__ПОСТАНОВКА ЗАДАЧИ A__
Какой роман Николая Лугинова, согласно статье о «Времени перемен», лег в основу фильма «Тайна Чингис Хана»?

__ФРАГМЕНТ ТЕКСТА__

━━━━━━

Игорь ШУМЕЙКО. ВРЕМЯ ПЕРЕМЕН. Об одноимённом романе Николая Лугинова
Игорь ШУМЕЙКО
ВРЕМЯ ПЕРЕМЕН, или Откуда есть пошло Великое Переселение народов?
Об одноимённом романе Николая Лугинова
Классик современной якутской литературы Николай Лугинов известен многими книгами, особенно романом «По велению Чингис Хана», по которому снят международный блокбастер «Тайна Чингис Хана» (2009, Россия – Монголия – США). Казалось, сколько написано о создателе самой крупной империи мира, у киношников выбор был широчайший – но лучший, самый живой Чингис Хан оказался у Лугинова, благодаря особому поэтическому духу, парящему над прозаическим вроде текстом эпопеи.
Новый роман «Время перемен» изначально проигрывает именно отсутствием такой супер-фигуры, исторического мега-брэнда. Точнее, один знаменитый, и весьма, персонаж появится в самом конце книги.
Ещё больший «минус»: выбор эпохи. Ведь тютчевское «блажен, кто посетил сей мир в его минуты роковые», в наибольшей мере касается пишущего брата… и написанного им. Разгар битв, столкновения или рождения империй – самые выигрышные темы.

━━━━━━

__ВХОДНЫЕ ДАННЫЕ__
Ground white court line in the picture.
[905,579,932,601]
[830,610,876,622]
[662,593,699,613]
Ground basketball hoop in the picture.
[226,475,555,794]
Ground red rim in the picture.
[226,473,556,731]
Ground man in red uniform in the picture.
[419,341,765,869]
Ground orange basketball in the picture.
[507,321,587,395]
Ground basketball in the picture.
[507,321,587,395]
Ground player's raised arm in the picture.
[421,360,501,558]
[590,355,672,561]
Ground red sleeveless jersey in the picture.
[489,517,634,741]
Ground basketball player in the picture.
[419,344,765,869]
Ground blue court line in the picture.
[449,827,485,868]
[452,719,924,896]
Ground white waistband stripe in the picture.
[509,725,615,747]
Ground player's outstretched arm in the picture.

━━━━━━

__ПОСТАНОВКА ЗАДАЧИ B__
Перепишите записи, всё от их начала вниз до строки, содержащей «[419,341,765,869]», включая обе границы, заменив «red rim» на «orange rim» и оставив остальное без изменений.

__РЕШЕНИЕ ЗАДАЧИ A__
Роман «По велению Чингис Хана».

__РЕШЕНИЕ ЗАДАЧИ B__
Ground white court line in the picture.
[905,579,932,601]
[830,610,876,622]
[662,593,699,613]
Ground basketball hoop in the picture.
[226,475,555,794]
Ground orange rim in the picture.
[226,473,556,731]
Ground man in red uniform in the picture.
[419,341,765,869]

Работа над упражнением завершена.